Your assignment: Keeping every character as it is, transcribe the entries below.
--*--
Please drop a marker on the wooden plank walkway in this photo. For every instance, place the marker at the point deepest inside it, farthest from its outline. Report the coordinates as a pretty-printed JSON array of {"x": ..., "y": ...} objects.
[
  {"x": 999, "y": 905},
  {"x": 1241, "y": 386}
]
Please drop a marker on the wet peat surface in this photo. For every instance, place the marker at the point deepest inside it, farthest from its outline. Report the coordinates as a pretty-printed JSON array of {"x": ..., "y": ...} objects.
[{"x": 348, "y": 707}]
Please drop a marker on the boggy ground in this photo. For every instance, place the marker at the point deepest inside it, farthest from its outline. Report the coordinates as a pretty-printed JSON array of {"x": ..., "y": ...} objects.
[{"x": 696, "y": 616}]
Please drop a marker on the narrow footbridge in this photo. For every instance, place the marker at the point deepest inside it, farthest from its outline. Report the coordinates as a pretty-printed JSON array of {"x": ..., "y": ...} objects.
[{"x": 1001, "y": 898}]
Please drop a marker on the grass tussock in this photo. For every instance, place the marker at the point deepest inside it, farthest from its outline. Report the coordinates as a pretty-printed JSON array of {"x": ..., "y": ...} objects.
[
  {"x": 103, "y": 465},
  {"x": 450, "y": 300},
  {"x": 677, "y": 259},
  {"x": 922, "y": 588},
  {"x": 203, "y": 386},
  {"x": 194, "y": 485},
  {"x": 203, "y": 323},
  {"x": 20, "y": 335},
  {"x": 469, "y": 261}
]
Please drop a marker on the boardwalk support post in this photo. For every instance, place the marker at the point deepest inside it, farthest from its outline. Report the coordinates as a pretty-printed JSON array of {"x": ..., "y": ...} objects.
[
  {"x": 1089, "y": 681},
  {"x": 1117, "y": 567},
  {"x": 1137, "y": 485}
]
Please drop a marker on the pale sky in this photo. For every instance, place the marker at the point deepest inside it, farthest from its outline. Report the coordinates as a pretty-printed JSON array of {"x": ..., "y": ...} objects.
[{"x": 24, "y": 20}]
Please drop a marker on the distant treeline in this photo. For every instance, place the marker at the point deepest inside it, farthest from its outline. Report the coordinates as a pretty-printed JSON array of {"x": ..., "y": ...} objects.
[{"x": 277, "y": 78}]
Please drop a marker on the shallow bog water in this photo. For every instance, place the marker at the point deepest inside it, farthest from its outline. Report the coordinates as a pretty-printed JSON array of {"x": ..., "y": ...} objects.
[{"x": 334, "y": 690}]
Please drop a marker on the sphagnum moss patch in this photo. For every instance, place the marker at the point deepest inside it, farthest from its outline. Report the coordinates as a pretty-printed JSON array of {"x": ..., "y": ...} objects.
--*--
Answer to this problem:
Please drop a marker on the wooden plank walkway in this photo. For every instance, place the marker at the point deepest inside it, farthest from its outline. Report the coordinates as a pretty-printed JSON array of {"x": ..., "y": ...} objects.
[
  {"x": 999, "y": 905},
  {"x": 1241, "y": 386}
]
Please drop a marker on the wet peat surface in this photo. For every instance, place the marker at the point deepest inside it, farthest from its outline. Report the coordinates as a pretty-printed JSON array of {"x": ..., "y": ...} objects.
[{"x": 348, "y": 707}]
Please drop a marker on the boggy ground in this photo. For every instance, place the marker at the point deepest inside it, farthest from its outline. Report the coordinates as a pretty-printed JSON array of {"x": ..., "y": ...} objects.
[{"x": 696, "y": 616}]
Please drop a marker on the narrow footbridge in this photo. For every instance, place the marker at the point deepest inside it, farthest from its outline. Report the coordinates as a pretty-printed JSON array of {"x": ..., "y": ...} objects.
[{"x": 1001, "y": 898}]
Please drop a marker on the grass tussock in this photo. For every instance, place the marker at the point deepest inside it, farthest from its outline. Report the coordinates as a pretty-printed JSON array of {"x": ..., "y": ...} objects.
[
  {"x": 103, "y": 465},
  {"x": 450, "y": 300},
  {"x": 677, "y": 259},
  {"x": 922, "y": 588},
  {"x": 203, "y": 386},
  {"x": 194, "y": 485},
  {"x": 203, "y": 323},
  {"x": 20, "y": 335},
  {"x": 469, "y": 261}
]
Please drop a marker on the boardwalk support post in this photo. For every instance, place the marker at the point deepest inside it, farthest from its outline. Report the coordinates as a pretty-printed JSON array of {"x": ..., "y": ...} objects.
[
  {"x": 1089, "y": 681},
  {"x": 1117, "y": 567},
  {"x": 1137, "y": 485}
]
Please drop a marker on the pale sky in this photo. For every instance, place the marker at the point deepest inside it, farthest from its outline. Report the coordinates as a pretty-printed JSON array of {"x": ..., "y": ...} objects.
[{"x": 24, "y": 20}]
Please drop a marker on the distant treeline in this photo. For every instance, place the marker at the point deepest inside it, farthest from its outline. Report the coordinates as a pretty-printed JSON array of {"x": ..., "y": ...} objects.
[{"x": 277, "y": 78}]
Please drop a marker on the shallow bog water in this photo. For every instance, place the marker at the point deepest inside it, farthest from its outline. Report the coordinates as a pretty-printed JSON array of {"x": ..., "y": ...} objects.
[{"x": 334, "y": 690}]
Please drop a marker on the sphagnum moss patch in this photo. For every instance, place the marker at the point deepest inside it, farthest from its outline. Report the coordinates as a pretty-printed JSON array of {"x": ..., "y": ...} objects.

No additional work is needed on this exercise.